Extract:
=== Begin Enclosure ===

Introduction: Cytotoxic CD8+ T lymphocyte (CTL) cells are central in mediating anti-tumour immunity. Hence, CTLs are a major target for cancer immunotherapy, such as peptide-based T cell vaccines. The primary mechanism of CTL anti-tumour response is through cell-mediated cytotoxicity. Therefore, we developed an ex-vivo assay to evaluate the ability of novel therapeutics to induce CTL cytolytic activity on numerous target cell lines. We analysed the cytotoxic killing response of in-vivo generated antigen-specific CTLs, on fluorescently labelled target cells ex-vivo. Using this direct ex-vivo assay, we will be able to screen and identify potent and widely applicable vaccine formulations.

=== End Enclosure ===

Exercise directions:
What does the introduction name as the primary mechanism by which CTLs respond against tumors?

Exercise data:
=== Begin Enclosure ===

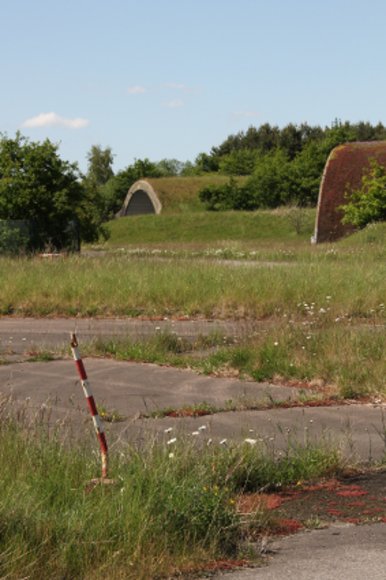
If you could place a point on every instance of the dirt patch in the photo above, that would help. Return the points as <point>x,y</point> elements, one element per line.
<point>358,499</point>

=== End Enclosure ===

Written response:
Cell-mediated cytotoxicity.